Aim of the task: Below are the records; copy out every line that holds the word "itself".

(Referring expression pointing data)
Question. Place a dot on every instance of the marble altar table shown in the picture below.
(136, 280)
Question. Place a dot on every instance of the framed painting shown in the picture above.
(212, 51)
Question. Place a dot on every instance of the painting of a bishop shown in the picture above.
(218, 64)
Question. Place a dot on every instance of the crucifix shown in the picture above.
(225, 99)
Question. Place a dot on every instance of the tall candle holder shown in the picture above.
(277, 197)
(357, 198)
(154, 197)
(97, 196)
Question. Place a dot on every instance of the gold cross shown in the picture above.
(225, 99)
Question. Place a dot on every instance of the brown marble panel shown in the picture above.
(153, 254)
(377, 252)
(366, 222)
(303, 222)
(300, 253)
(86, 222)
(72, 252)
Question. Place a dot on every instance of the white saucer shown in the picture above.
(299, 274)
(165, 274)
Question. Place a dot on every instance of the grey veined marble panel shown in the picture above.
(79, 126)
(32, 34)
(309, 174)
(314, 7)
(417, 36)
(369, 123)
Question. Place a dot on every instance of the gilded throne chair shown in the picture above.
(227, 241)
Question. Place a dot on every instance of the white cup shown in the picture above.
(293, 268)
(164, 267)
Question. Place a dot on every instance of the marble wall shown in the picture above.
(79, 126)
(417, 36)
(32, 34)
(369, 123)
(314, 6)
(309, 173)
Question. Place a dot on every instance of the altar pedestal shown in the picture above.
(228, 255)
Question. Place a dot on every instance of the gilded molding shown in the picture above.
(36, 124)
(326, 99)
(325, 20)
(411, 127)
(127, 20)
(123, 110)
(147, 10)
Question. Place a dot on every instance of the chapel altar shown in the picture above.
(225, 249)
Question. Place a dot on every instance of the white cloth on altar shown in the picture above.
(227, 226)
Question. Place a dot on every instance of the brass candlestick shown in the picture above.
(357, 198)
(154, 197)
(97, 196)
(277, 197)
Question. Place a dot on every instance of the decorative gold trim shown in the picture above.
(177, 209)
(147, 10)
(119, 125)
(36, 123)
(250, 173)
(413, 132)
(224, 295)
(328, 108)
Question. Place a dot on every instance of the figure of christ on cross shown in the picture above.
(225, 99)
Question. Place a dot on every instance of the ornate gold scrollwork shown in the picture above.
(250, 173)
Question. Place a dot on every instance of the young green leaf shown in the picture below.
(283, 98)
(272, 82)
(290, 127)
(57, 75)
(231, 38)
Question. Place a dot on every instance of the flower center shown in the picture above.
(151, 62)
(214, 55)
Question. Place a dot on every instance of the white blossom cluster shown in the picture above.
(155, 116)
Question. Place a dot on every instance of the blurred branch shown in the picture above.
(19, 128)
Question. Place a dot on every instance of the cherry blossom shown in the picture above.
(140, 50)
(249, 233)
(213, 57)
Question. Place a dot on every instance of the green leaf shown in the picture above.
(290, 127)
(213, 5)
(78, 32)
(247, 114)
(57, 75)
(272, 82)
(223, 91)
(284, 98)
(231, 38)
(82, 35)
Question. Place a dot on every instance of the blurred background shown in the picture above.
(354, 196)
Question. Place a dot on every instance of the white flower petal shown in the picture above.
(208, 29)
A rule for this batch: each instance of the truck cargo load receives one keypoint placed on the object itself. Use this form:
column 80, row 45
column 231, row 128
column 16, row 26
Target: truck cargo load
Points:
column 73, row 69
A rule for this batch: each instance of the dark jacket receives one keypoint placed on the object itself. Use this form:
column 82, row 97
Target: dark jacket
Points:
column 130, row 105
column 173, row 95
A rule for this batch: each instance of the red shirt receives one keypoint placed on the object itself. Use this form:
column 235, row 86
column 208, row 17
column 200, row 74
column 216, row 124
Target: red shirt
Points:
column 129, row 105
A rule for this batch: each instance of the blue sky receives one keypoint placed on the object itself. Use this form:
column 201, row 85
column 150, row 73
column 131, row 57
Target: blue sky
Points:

Answer section:
A rule for this batch: each instance of the truck cargo load receives one keypoint placed on the object itself. Use this form:
A rule for this batch: each instance of the dark jacket receives one keypoint placed on the object itself. Use this form:
A rule for this batch: each instance of the red shirt receives one keypoint placed on the object itself. Use this form:
A rule for this batch: each instance of the blue sky receives one keypoint placed on the object itself. Use this form:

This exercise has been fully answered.